#### Written request 1
In the text on Moody's and Eskom, what long-term corporate family rating did Moody's affirm for Eskom on 29 May?
#### Written request 2
List every organization that the text on Moody's and Eskom names by a proper name or acronym.
#### Written request 3
Continue the text on Moody's view of Eskom's grid separation from the point where it stops.
━━ Document extract ━━
Rating agency Moody’s has cautioned that the planned separation of South Africa’s national electricity grid from Eskom could weaken the utility’s creditworthiness, even as it affirmed Eskom’s credit ratings on the back of a year without load shedding and a strengthening balance sheet.

In a ratings action on 29 May, Moody’s affirmed Eskom’s B2 long-term corporate family rating and kept its outlook stable. But the agency used the assessment to flag the risks attached to one of government’s flagship energy reforms: the carving out of transmission assets into a fully independent, state-owned entity.

The first step in that process was the establishment of the National Transmission Company South Africa (NTCSA). The presidency favours complete separation of transmission assets and activities from Eskom, and a task team under the National Energy Crisis Committee (Necom) has been formed to recommend how an independent transmission system operator should be phased in.

Moody’s warned further separation of NTCSA from Eskom would be complex to implement

Moody’s warned further separation of NTCSA from Eskom would be complex to implement. Transferring grid assets and the cash flows they generate would likely weaken Eskom’s business risk profile, and credit quality “could be significantly impaired” without mitigating measures, it said. Critically, the agency noted that creditor consent would be required to avoid a breach of debt terms, meaning the ultimate impact on bondholders will hinge on how the reorganisation is structured.
━━━
━━ Entries ━━
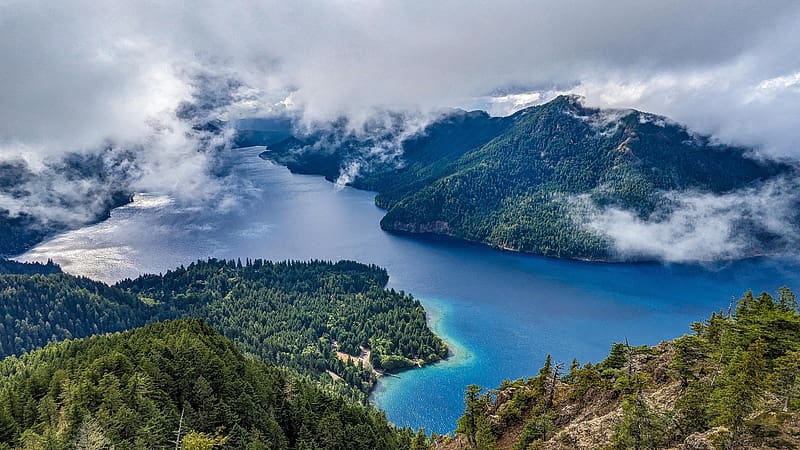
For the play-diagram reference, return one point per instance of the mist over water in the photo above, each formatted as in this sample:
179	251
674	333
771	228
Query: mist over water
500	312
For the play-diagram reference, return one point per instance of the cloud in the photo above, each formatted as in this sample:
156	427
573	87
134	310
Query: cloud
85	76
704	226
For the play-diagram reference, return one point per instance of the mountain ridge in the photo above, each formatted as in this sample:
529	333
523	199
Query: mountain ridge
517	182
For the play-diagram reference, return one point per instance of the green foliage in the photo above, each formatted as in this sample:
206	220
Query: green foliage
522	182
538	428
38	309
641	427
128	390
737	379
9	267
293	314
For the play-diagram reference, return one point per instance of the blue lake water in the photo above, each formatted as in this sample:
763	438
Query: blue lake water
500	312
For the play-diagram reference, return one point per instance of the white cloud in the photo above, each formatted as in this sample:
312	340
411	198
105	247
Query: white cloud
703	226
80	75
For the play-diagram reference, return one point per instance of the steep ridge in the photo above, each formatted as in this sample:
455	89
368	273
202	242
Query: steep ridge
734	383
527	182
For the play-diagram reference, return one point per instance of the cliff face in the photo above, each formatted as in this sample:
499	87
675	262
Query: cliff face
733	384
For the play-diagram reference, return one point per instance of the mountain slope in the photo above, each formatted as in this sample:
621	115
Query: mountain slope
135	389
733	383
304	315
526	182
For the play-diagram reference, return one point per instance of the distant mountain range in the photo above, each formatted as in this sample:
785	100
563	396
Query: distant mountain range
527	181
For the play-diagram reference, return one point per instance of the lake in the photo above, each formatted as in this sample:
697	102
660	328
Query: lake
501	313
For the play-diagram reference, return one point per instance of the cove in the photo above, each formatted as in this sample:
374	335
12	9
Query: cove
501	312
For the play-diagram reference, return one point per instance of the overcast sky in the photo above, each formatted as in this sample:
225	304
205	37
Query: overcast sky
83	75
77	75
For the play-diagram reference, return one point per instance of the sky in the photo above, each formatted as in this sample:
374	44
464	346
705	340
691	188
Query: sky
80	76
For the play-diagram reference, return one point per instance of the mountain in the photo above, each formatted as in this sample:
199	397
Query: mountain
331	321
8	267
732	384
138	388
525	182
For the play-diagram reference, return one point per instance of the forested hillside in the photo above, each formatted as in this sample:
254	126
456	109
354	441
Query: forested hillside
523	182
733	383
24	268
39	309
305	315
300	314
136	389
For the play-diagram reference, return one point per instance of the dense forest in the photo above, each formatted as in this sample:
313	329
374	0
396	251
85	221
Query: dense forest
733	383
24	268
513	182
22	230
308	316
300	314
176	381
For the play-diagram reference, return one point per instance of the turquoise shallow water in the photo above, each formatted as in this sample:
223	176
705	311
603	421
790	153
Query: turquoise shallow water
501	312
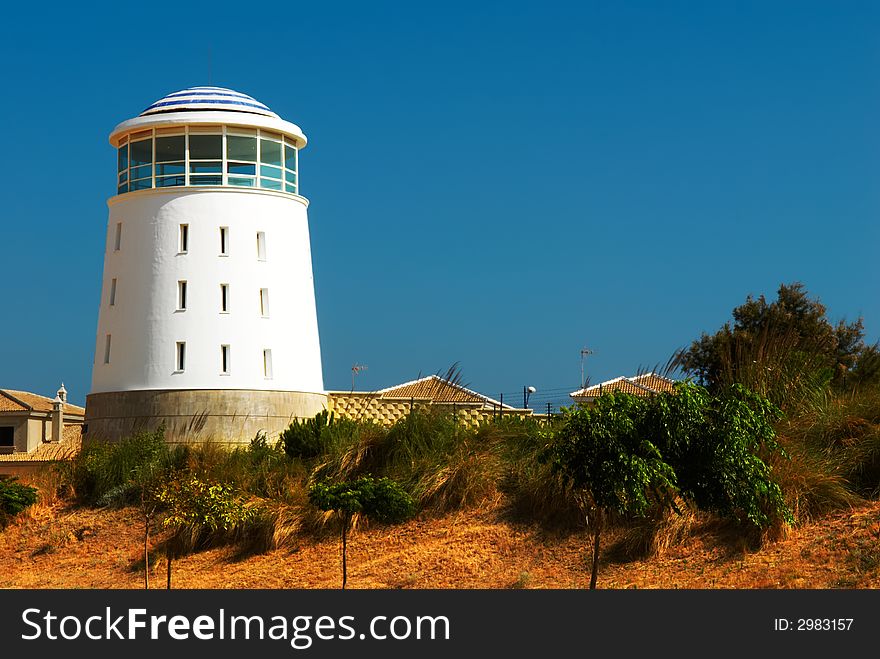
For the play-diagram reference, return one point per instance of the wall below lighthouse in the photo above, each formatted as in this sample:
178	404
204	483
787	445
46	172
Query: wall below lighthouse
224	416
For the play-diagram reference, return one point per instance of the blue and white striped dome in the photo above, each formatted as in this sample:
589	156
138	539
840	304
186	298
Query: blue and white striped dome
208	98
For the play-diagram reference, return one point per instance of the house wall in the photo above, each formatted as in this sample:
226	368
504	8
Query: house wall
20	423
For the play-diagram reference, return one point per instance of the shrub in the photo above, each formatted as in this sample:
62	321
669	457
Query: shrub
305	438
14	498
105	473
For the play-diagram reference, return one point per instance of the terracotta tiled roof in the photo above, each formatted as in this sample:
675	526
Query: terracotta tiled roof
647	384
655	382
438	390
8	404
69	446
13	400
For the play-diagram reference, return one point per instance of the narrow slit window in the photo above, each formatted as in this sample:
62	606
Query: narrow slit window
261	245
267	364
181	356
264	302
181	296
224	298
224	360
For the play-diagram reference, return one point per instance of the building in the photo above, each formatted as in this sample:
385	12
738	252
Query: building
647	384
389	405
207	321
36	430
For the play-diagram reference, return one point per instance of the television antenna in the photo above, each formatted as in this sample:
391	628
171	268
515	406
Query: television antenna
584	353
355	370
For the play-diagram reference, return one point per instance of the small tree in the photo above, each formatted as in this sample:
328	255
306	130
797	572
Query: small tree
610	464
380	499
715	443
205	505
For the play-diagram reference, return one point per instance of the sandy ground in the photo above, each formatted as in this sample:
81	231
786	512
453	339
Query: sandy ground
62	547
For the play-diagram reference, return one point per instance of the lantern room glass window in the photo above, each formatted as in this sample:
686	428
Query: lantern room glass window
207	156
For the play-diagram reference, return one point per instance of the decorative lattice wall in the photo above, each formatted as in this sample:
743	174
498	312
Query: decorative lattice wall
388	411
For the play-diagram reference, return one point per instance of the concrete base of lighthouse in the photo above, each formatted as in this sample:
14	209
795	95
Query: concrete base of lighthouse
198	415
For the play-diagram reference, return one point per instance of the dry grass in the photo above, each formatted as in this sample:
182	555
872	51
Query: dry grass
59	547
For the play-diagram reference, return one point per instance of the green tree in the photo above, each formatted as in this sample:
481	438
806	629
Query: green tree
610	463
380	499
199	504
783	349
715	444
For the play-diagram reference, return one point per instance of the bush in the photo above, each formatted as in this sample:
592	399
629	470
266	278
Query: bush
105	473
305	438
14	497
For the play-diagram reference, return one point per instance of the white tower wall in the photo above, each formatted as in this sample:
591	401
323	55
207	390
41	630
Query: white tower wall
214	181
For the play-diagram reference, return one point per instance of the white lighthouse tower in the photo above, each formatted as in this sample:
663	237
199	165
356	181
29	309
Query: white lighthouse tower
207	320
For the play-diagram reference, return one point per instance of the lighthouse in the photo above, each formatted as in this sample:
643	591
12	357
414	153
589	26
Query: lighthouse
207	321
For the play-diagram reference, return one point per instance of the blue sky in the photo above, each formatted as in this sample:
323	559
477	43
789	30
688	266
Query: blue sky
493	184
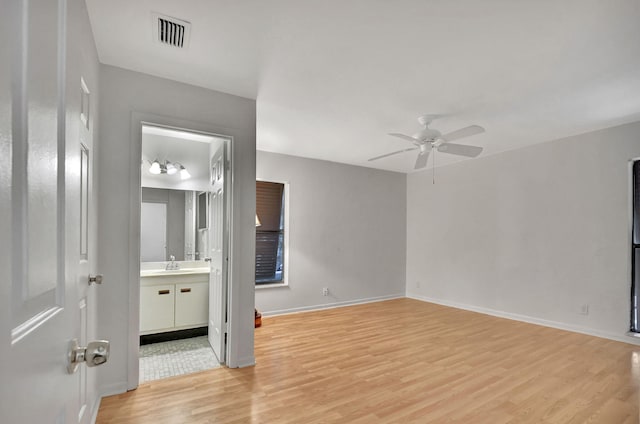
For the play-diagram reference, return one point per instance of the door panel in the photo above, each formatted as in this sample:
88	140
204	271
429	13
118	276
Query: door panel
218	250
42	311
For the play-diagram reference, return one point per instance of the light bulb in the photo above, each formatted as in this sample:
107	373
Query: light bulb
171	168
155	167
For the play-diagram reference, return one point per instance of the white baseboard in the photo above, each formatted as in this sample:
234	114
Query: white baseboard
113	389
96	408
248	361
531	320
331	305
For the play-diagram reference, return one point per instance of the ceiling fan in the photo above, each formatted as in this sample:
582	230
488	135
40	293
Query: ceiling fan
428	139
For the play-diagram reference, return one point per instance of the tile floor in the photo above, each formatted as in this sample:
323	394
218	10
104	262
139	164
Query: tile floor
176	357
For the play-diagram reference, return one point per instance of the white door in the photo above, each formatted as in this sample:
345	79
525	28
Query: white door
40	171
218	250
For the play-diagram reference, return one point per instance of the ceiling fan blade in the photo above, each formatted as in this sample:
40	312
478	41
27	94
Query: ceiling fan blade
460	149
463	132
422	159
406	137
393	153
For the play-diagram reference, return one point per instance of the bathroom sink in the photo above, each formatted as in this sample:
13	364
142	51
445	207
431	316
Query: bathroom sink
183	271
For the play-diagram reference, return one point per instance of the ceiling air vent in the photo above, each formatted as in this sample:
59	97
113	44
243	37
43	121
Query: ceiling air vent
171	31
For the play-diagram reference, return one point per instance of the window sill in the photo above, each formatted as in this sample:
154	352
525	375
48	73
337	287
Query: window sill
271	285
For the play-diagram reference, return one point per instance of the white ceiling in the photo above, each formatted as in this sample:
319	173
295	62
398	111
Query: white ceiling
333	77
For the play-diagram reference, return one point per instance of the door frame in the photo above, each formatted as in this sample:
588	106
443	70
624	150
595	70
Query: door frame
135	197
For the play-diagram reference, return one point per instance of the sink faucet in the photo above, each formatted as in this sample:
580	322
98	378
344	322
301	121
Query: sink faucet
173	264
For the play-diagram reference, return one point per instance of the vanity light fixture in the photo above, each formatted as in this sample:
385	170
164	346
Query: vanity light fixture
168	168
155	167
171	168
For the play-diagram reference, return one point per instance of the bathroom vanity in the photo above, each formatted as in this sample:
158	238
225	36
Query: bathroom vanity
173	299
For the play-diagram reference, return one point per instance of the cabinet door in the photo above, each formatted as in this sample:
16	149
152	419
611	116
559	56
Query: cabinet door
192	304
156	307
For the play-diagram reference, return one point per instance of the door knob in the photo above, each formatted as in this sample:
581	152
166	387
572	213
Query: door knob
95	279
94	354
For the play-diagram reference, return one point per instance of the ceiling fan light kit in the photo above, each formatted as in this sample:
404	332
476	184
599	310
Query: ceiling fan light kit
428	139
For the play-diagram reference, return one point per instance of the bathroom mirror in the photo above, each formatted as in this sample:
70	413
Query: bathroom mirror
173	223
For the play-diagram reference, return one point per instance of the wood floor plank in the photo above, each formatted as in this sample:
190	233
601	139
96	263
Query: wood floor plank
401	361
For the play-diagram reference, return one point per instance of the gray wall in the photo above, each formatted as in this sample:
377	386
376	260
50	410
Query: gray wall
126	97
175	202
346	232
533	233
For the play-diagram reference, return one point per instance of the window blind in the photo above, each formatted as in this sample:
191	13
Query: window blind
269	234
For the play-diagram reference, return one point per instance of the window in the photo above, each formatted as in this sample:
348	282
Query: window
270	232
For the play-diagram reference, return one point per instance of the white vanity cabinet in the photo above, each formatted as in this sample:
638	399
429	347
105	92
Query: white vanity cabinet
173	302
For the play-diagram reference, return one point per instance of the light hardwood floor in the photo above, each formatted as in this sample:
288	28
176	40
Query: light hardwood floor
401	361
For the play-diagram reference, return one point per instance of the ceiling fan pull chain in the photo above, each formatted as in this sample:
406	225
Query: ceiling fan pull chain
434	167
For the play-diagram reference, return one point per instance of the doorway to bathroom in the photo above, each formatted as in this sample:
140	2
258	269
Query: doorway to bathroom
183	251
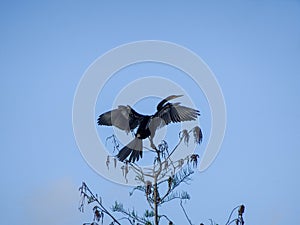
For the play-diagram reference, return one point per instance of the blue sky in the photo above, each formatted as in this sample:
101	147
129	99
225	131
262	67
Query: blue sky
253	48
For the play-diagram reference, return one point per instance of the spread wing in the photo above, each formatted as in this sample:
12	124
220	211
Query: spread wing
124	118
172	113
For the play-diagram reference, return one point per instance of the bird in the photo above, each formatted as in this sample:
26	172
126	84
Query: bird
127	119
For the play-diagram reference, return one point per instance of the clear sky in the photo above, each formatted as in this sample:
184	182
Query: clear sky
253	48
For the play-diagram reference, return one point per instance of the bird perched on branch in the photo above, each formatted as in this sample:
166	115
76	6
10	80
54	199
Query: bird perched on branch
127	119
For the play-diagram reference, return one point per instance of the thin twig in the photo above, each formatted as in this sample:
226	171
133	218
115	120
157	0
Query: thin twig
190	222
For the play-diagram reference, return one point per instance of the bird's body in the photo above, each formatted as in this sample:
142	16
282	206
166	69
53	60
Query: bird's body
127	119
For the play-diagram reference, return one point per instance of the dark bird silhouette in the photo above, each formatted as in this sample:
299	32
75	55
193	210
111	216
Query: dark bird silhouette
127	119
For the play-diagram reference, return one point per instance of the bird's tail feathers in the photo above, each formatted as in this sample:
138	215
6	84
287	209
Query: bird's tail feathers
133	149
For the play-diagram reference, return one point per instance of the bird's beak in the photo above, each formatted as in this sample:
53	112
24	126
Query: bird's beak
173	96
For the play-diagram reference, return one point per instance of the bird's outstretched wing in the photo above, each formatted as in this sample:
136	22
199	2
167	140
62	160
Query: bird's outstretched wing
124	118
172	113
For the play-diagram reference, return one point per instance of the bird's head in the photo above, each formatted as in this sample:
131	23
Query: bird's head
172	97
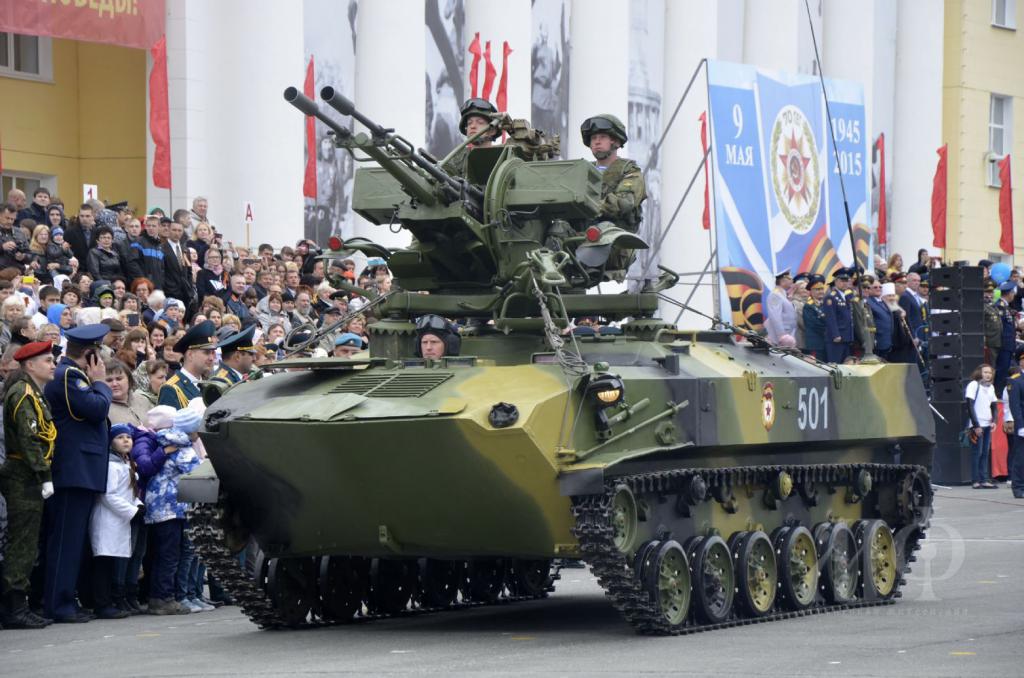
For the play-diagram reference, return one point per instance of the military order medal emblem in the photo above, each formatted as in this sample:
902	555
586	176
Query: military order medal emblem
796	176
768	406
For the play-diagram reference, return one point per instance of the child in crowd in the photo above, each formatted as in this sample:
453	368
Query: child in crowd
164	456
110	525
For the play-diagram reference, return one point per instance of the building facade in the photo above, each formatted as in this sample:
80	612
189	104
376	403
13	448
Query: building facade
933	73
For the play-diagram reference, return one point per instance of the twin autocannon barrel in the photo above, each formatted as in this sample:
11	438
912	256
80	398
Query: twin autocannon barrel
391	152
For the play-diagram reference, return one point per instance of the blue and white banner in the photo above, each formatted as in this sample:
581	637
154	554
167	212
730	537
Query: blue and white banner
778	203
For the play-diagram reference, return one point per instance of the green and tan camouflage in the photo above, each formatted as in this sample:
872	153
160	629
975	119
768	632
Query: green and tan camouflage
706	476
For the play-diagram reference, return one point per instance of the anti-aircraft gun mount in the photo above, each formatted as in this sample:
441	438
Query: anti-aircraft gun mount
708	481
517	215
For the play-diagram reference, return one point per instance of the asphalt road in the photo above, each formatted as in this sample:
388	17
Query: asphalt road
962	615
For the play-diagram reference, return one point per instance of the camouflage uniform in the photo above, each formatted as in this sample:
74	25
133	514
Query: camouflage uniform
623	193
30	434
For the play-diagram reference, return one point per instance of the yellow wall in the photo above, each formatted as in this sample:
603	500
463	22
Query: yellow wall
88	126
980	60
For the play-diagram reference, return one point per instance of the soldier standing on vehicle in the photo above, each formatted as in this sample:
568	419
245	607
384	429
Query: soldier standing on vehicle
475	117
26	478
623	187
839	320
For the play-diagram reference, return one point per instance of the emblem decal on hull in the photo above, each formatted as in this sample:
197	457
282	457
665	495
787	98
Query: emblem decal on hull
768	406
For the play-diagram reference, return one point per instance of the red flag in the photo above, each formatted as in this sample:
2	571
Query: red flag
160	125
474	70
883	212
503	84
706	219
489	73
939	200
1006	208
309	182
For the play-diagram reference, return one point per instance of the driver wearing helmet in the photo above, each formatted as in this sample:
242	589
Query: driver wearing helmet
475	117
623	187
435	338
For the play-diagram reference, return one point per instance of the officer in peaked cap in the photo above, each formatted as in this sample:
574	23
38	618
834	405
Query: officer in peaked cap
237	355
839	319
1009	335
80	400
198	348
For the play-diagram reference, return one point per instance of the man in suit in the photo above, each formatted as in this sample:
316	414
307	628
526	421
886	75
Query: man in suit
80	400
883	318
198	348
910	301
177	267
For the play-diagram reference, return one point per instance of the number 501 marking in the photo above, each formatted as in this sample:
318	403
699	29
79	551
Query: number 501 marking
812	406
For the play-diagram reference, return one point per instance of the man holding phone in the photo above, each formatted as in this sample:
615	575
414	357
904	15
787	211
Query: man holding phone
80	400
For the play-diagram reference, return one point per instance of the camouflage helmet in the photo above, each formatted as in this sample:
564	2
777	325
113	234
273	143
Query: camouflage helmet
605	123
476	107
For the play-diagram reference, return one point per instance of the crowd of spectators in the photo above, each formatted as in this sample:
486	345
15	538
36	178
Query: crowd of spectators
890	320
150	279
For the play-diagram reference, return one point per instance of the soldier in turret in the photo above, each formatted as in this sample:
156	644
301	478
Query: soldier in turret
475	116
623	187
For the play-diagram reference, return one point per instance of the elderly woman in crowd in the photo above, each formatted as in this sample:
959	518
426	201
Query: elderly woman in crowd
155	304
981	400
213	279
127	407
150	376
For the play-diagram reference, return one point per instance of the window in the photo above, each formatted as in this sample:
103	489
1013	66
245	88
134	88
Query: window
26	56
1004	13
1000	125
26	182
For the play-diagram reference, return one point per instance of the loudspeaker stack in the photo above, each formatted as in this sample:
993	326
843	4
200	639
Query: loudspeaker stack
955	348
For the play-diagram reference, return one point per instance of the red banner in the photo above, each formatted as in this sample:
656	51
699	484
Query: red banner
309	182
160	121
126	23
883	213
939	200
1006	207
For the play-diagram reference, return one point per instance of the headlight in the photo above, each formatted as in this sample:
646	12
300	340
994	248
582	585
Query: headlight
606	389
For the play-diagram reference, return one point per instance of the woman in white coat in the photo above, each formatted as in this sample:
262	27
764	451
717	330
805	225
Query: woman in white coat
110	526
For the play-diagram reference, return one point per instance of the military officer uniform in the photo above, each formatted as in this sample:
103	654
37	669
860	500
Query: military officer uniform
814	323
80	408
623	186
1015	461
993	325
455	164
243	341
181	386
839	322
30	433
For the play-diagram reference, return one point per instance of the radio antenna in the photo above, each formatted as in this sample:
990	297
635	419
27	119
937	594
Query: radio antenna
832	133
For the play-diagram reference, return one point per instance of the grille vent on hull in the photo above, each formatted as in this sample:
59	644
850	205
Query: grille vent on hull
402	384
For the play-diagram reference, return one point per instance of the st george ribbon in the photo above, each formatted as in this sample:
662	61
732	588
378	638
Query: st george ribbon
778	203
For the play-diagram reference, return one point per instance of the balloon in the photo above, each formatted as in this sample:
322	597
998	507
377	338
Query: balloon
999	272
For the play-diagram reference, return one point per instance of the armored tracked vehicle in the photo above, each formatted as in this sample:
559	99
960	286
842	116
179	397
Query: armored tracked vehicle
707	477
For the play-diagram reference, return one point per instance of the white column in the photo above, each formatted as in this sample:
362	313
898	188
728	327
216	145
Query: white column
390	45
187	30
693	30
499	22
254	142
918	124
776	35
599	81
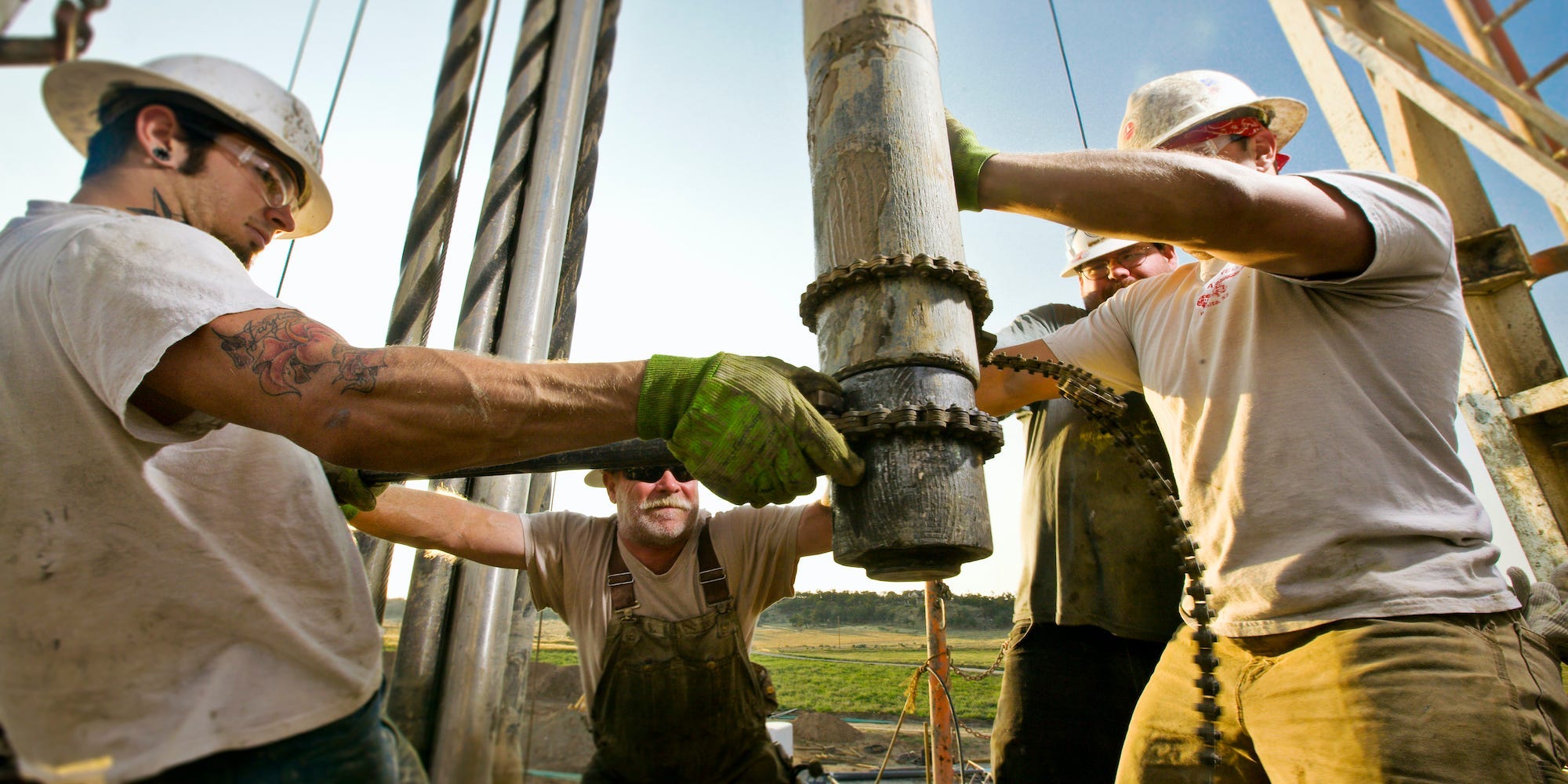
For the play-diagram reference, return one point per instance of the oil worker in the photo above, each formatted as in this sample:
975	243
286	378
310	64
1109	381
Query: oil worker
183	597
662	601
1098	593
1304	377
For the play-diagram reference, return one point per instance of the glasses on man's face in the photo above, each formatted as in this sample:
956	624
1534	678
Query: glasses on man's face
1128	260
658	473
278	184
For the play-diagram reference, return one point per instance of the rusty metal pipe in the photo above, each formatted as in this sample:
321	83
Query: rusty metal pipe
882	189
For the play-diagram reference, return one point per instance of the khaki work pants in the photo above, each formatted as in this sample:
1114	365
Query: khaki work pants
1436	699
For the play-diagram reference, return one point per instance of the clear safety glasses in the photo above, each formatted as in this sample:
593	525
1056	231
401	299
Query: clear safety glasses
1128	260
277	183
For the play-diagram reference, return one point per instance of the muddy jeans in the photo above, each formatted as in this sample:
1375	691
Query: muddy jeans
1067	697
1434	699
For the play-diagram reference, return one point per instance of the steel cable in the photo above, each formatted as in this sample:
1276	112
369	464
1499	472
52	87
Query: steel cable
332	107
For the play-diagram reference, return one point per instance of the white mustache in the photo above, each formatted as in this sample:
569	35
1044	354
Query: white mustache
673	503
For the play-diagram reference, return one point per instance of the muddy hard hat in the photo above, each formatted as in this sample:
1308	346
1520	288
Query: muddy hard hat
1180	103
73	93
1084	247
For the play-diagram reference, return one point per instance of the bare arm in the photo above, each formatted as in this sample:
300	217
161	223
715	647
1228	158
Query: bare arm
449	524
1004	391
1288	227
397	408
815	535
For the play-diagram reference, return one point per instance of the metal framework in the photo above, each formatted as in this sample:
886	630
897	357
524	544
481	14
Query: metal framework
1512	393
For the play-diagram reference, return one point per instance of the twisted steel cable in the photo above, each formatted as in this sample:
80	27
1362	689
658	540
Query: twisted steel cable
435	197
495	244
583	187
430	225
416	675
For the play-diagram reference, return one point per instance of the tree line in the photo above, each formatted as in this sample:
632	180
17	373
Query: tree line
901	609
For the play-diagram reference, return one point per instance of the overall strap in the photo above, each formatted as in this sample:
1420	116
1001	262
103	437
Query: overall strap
━━━
#### Written response 1
B2

#### Written response 2
Moody's, Eskom, the National Transmission Company South Africa (NTCSA), the National Energy Crisis Committee (Necom)

#### Written response 3
The warning comes at a moment when Eskom’s operational story has rarely looked better. The utility’s energy availability factor (EAF) – a measure of how much of its fleet is able to generate – climbed to 65% in FY2026 from a low of 55% in FY2024, and South Africa has gone more than a year without national load shedding. Better plant performance has cut Eskom’s reliance on expensive diesel-fuelled open-cycle gas turbines, supporting profitability, while government debt relief has bolstered its balance sheet and liquidity.

Municipal debt

Moody’s was clear in its report that the threat to Eskom’s finances has shifted rather than disappeared. Municipal debt arrears continued to climb, exceeding R114-billion at the end of December 2025, with little tangible progress from interventions such as distribution agency agreements and prepaid supply models. Combined with falling electricity sales – particularly to industrial customers – and tariffs that still fail to cover Eskom’s costs on a timely basis, the agency said the trend poses a risk to the utility’s financial sustainability.

The affirmation followed Moody’s decision on 22 May to change its outlook on the South African government to positive from stable, while affirming the sovereign’s Ba2 rating. Eskom’s ratings are closely tied to the state, which owns it outright and has a track record of support.

Read: SA telecoms industry veteran appointed to top Eskom job

Under a debt relief programme, Eskom has received about R220-billion, of which R140-billion has been converted to equity, with a further R10-billion earmarked for FY2029. Moody’s estimated the utility’s cash and available investments at around R143-billion at the end of March 2026 – enough to cover its obligations in FY2027 – but said Eskom would likely need to raise new borrowings during 2027 given its R343-billion, five-year capital expenditure plan and scheduled debt maturities.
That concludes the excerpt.